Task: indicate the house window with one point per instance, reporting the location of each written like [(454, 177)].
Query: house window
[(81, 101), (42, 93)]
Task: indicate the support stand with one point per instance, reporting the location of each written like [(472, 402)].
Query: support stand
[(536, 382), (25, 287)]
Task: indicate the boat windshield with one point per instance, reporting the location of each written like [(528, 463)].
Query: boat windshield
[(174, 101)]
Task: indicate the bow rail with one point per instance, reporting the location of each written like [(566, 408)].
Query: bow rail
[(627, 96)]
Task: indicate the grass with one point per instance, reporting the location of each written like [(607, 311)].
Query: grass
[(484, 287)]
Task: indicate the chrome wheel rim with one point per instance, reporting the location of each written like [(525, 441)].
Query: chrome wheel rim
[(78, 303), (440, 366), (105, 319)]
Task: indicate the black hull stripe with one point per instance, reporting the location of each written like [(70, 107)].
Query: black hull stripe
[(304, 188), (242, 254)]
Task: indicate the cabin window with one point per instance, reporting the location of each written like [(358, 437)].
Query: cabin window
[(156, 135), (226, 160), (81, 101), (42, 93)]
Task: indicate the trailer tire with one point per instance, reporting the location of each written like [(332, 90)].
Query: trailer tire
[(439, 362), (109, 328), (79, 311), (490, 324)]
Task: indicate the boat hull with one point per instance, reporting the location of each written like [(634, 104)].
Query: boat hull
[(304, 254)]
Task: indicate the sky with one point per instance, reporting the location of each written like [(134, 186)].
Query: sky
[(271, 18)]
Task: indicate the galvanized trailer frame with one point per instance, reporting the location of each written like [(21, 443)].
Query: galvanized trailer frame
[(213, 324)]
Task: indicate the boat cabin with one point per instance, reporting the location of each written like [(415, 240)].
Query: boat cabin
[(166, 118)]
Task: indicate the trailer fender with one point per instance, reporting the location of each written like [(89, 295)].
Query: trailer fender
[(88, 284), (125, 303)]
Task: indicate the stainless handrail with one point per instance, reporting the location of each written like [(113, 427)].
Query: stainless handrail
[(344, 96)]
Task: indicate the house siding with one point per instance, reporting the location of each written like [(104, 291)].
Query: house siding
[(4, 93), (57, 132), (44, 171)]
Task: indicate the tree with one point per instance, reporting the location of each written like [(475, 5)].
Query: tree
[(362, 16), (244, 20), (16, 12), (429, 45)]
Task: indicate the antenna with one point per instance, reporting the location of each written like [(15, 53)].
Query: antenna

### Goal of the exercise
Format every line of the listing above as a numbered list, leaving out any blank lines.

### Response to the task
1. Task: indicate the house window with one point per instance, reporting the location of each written like [(454, 177)].
2. Query: house window
3. [(81, 101), (42, 93)]
4. Task: indicate the support stand with one point per instance, reporting the location of each written like [(472, 402)].
5. Query: support stand
6. [(536, 382), (25, 287)]
7. Task: indicate the boat windshield with one point per instance, reporting the location of each written like [(528, 463)].
8. Query: boat windshield
9. [(174, 101)]
10. Task: indicate the bow rail with one point per instance, reporting the location of each written like [(566, 408)].
11. Query: bow rail
12. [(627, 96)]
13. Task: indicate the grass with one point per instance, reporting the location of each written like [(607, 311)].
14. Query: grass
15. [(484, 287)]
16. Task: indicate the chrome wheel rim with one point per instance, reporting the location of each written like [(525, 441)].
17. Query: chrome wheel rim
18. [(78, 303), (440, 366), (105, 319)]
19. Task: indicate the black hull stripe with one point per instance, reporting the location of each written like [(70, 107)].
20. Query: black hull stripe
21. [(304, 188), (242, 254)]
22. Task: indicate the cabin window with one point per instance, reporting the location of each written like [(358, 437)].
23. Query: cabin window
24. [(156, 135), (226, 160), (81, 101), (42, 93)]
25. Task: indicate the trailer tire with one point per instance, reporting the location of each written like [(332, 90)].
26. Query: trailer tire
27. [(439, 362), (109, 328), (79, 311), (490, 324)]
28. Task: indicate the boat hull with one point per instance, reporting the location of each written like [(634, 104)].
29. Query: boat hull
30. [(304, 254)]
31. Task: indicate the sky with one point per instance, reporting the location of each written like [(134, 186)].
32. Query: sky
33. [(271, 18)]
34. Task: indicate the galvanized trailer frame with one point per instance, reporting the location of each written like [(21, 443)].
35. Query: galvanized trailer frame
36. [(213, 324)]
37. Task: indicate the boat cabin with one point per instance, reporting the location of each written like [(415, 240)].
38. Query: boat cabin
39. [(166, 118)]
40. Task: indicate the trailer fender with one point per instance, reporting the location of each written like [(89, 295)].
41. Query: trailer fender
42. [(88, 284), (125, 303)]
43. Task: indicate the stainless handrail with one point per instance, reporting the location of each written like [(113, 427)].
44. Query: stainless handrail
45. [(344, 96)]
46. Task: indicate the house siding with one point per instance, reporting the location of each written like [(104, 291)].
47. Query: house siding
48. [(4, 93), (57, 132), (44, 171)]
49. Task: indicate the tree with one point per instance, reporting the location of each written like [(475, 5)].
50. Query: tree
51. [(362, 16), (244, 20), (16, 12), (429, 45)]
52. Task: indicate the antenna with one point per instance, reporting the location of each written like [(15, 53)].
53. Query: antenna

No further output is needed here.